** START OF Given passage **

[SOLVED] Another question about simulating battery resistance/impedance.

[d123]

Hi,

I'm trying to estimate real battery resistance in a real circuit using 'DC load method' to use in a simulation (to compare reality to simulation's interpretation of a circuit I know works with measured values). Method taken from here:



Formula is:
Battery internal resistance = (Vopen-circuit - Vload) / I load.

Already have read a bit about and see shortcomings of this method, thanks.

Measured real circuit:
Battery Voc = 8.52V

(Ri = internal resistance)

- At POR, Vbatt = 8.49V to 8.5V, I load = 147uA > so Ri = 136 Ohms
- At full load, Vbatt = 8.46V to 8.47V, I load = 2.31mA >so Ri = 25.97 Ohms
- At latched off, Vbatt = 8.47V to 8.48V,I load =1.93mA >so Ri = 25.90 Ohms.

...
Simulation tool has user-settable battery parameter for 'internal resistance' but it is static/fixed AFAIK. I have no idea if the tool considers impedance/varying internal resistance based on varying load values.

1) Do sim tools usually adjust for this or is e.g. 1 Ohm internal resistance fixed once assigned, no matter the load?

2) There is no point attempting to compare real circuit to simmed version for that reason as results will be 'meaningless'?

3) Any workarounds to make the battery model provided a bit more real?

 

[KlausST]

Hi,

Simulation .... a big word.
But every simulation is an approximation to a real circuit. You may have a rough approximation or a very detailed one. Detailed in which regard?

So what exactly do you want to simulate?
The voltage of a battery depends on many parameters. Health, age, temperature, charging state, production....

An almost realistic simulation for a battery (internal resistance) according time and current is about impossible because it does not care about charging cycles, temperature, time of applied current...

This is the reason why "voltage" of a battery is not a very good information about it´s state/health....

Some example:
Charge a lead acid battery with C/10 with CICV method up to 14.4V. (see the given voltages just as examples)
Now disconnect the charger.
You will see an immediate drop in voltage. Maybe down to 14.0V. (this may be explained by a series reisitance)
But within the next minutes it still may drop down to 13.7V..without current, without significant change in temperature, ....

** END OF Given passage **
** START OF Information provided **

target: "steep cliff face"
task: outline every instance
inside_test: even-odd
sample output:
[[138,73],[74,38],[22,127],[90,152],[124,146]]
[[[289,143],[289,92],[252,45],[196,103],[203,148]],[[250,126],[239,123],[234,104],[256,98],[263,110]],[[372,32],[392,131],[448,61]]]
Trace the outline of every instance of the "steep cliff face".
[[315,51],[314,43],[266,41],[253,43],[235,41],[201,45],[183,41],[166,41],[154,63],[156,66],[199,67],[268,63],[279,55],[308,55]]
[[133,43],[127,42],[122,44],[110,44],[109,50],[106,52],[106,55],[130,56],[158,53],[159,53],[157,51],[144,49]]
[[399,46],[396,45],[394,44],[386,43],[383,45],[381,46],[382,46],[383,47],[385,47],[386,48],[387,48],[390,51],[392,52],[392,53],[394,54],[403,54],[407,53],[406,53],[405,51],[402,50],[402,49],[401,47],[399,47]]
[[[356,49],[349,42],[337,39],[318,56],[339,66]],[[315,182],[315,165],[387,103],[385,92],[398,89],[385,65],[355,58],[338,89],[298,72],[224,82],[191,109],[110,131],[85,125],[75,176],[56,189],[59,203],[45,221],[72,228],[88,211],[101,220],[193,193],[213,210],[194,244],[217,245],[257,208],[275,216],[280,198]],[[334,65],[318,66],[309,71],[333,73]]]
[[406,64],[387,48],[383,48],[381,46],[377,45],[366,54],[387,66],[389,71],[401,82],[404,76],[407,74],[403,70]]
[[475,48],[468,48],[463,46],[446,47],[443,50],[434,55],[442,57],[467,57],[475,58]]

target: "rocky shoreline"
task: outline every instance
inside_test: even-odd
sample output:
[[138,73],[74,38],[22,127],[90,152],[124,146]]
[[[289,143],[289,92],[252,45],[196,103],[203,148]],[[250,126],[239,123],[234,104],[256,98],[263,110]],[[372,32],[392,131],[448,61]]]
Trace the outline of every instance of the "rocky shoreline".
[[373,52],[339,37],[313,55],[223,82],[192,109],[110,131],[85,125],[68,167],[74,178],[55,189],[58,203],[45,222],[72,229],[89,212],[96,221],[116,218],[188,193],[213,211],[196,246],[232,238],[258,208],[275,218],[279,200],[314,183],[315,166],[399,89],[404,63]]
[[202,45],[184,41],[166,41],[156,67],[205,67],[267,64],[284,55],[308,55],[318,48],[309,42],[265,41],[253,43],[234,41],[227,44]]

** END OF Information provided **

-- Challenge 1 --
Revise the battery resistance thread from "[SOLVED] Another question" up to and including "Vload) / I load.", putting "source resistance" in place of "internal resistance".
-- Challenge 2 --
Continue the battery resistance thread, starting right after its last sentence.

-- Task response 1 --
[SOLVED] Another question about simulating battery resistance/impedance.

[d123]

Hi,

I'm trying to estimate real battery resistance in a real circuit using 'DC load method' to use in a simulation (to compare reality to simulation's interpretation of a circuit I know works with measured values). Method taken from here:



Formula is:
Battery source resistance = (Vopen-circuit - Vload) / I load.

-- Task response 2 --
Can´t be explained with resistance or varied charging state ... Hard to explain, hard to simulate....

Klaus

 

[d123]

Hi Klaus,

Hope you're fine and well. Thanks for insight, especially third paragraph of your reply.

While I'm here, attached is a Min Chen & Gabriel Rincón Mora pdf called: 'An Accurate Electrical Battery Model Capable of Predicting Runtime and I-V Performance', in case it's of use to somebody.

Now to answer the question of your second paragraph: My main interest is that I want to compare real results with simulation results as sims are quite hit-and-miss regarding 'trustworthiness' to further know/learn why and when they are reliable and when nonsense. Non-functional theoretical circuits can sim well and functional real circuits not so - it helps to differentiate so as not to waste time (or hope). It has taken a couple of years or more of gaining real practical experience for comparing real to simulated to begin to know better when the sim tool I use is wrong/'lying' and when it is accurately reflecting reality.

I see it's time wasted simming a real, functional circuit due to what you say unless I were capable of making a meaningful battery model.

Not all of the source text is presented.